** TASK TO COMPLETE **
Write out exactly the lines from the one containing "Where can you find the dark" through the last line of the records below, both included, and leave out any pictures.

** TASK DATA **
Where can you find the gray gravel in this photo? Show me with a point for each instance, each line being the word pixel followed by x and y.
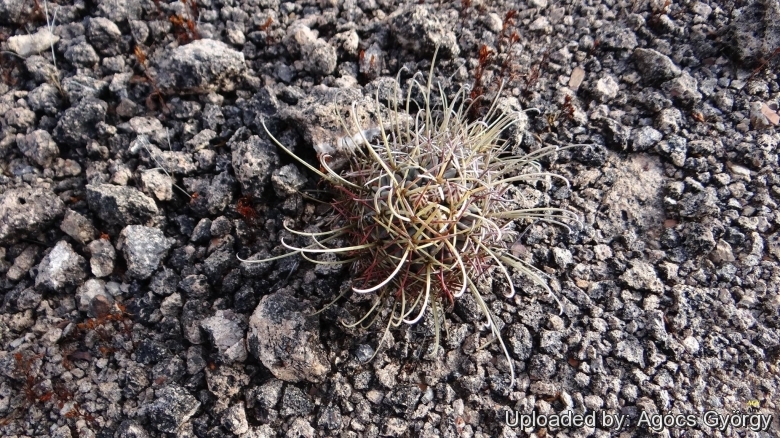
pixel 136 171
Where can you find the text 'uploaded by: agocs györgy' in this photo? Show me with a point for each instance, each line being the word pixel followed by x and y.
pixel 656 422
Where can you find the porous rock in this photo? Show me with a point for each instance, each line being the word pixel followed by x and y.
pixel 120 205
pixel 203 65
pixel 284 335
pixel 26 211
pixel 173 406
pixel 62 268
pixel 143 248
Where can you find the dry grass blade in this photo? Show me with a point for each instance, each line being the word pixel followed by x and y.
pixel 422 207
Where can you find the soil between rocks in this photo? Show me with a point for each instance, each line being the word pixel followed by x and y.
pixel 135 170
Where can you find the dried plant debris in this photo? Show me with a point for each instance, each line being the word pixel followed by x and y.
pixel 136 172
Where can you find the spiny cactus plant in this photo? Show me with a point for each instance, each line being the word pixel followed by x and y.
pixel 422 205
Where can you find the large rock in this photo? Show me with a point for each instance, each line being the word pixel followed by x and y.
pixel 284 336
pixel 203 65
pixel 25 212
pixel 143 248
pixel 118 205
pixel 61 269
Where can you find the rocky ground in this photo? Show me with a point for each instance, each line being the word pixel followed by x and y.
pixel 135 170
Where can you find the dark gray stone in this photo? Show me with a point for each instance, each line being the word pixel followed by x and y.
pixel 25 212
pixel 102 260
pixel 173 406
pixel 119 205
pixel 78 124
pixel 418 28
pixel 284 336
pixel 78 227
pixel 254 160
pixel 203 65
pixel 655 67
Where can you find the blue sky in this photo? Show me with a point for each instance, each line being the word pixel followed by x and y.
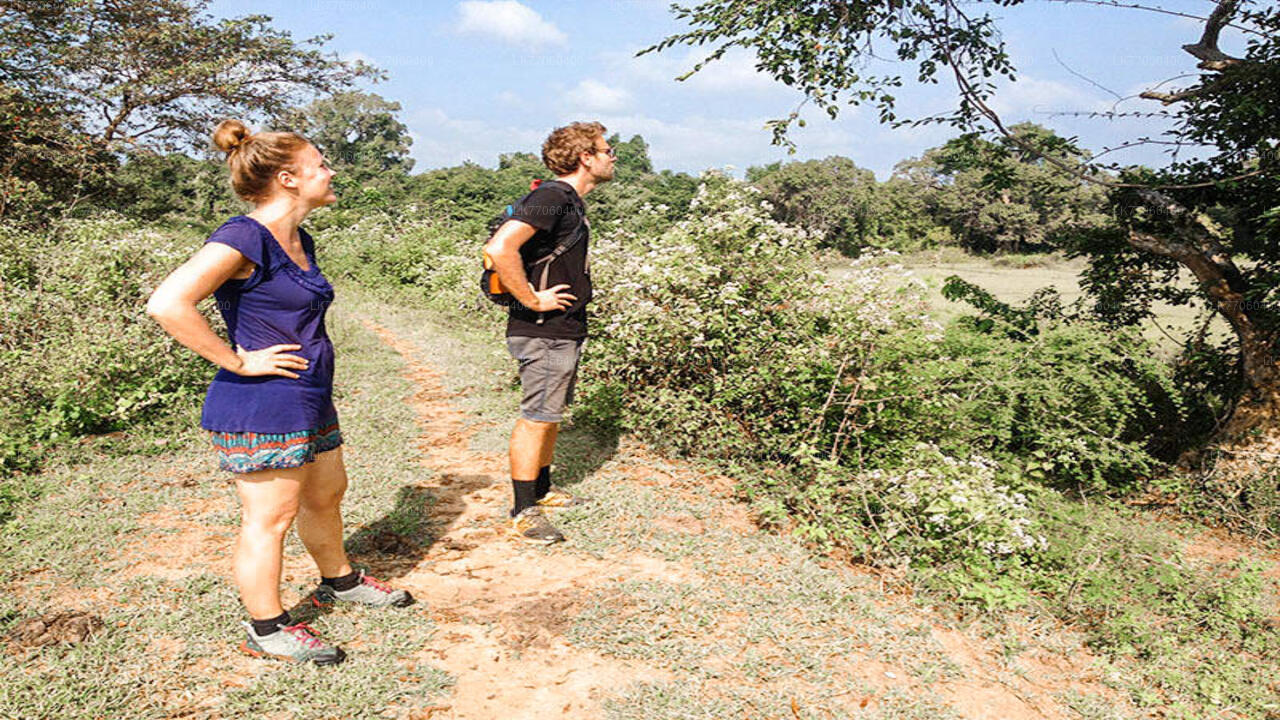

** EXPECTED ANSWER **
Where can you find the dark gray stone in this photo? Show me with a point for each instance, each line being the word pixel followed by x and y.
pixel 25 212
pixel 102 260
pixel 173 406
pixel 119 205
pixel 78 124
pixel 418 28
pixel 284 336
pixel 78 227
pixel 254 160
pixel 203 65
pixel 655 67
Where can you find the blue sky in this photo? Show me with a point for each instance, each line being the word pixel followed by x and y.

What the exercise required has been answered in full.